Could you find every line in the entries below that holds the word "oven" and copy it?

Stored data entries
********

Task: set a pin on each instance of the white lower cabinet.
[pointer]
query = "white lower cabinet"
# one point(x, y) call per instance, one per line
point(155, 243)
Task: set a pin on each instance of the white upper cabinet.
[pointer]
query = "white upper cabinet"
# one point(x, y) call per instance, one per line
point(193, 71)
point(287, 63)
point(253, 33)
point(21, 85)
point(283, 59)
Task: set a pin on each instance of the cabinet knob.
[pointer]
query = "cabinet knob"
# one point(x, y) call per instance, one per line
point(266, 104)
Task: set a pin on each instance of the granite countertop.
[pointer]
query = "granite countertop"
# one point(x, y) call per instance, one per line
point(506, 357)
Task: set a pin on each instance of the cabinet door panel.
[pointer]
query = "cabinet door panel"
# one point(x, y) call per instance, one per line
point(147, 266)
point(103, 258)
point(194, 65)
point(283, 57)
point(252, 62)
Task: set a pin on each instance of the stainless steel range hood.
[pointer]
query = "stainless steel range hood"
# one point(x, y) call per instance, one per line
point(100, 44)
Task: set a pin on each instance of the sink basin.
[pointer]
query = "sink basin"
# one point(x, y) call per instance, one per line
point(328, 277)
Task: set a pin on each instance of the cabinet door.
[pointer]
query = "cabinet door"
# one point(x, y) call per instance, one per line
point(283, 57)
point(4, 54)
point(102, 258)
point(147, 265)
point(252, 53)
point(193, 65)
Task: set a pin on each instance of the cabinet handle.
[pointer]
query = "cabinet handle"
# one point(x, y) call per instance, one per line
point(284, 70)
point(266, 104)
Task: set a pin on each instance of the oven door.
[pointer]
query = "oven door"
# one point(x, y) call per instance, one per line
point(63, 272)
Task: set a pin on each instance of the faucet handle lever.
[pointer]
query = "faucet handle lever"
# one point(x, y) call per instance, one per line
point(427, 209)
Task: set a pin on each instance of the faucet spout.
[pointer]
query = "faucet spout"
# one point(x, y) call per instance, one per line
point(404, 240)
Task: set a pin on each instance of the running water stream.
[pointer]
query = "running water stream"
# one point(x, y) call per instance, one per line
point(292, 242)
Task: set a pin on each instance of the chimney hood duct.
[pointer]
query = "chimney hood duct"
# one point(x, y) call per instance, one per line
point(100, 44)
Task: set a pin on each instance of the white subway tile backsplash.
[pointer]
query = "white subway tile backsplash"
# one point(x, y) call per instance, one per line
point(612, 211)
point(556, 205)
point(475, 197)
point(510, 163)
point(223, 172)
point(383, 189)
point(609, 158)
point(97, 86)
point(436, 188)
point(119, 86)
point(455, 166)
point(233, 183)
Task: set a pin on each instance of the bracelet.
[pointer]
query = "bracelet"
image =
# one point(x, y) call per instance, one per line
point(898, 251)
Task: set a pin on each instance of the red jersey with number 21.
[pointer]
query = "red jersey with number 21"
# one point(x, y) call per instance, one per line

********

**ANSWER FOR THE TASK**:
Task: set a pin on each instance of the oven door.
query = "oven door"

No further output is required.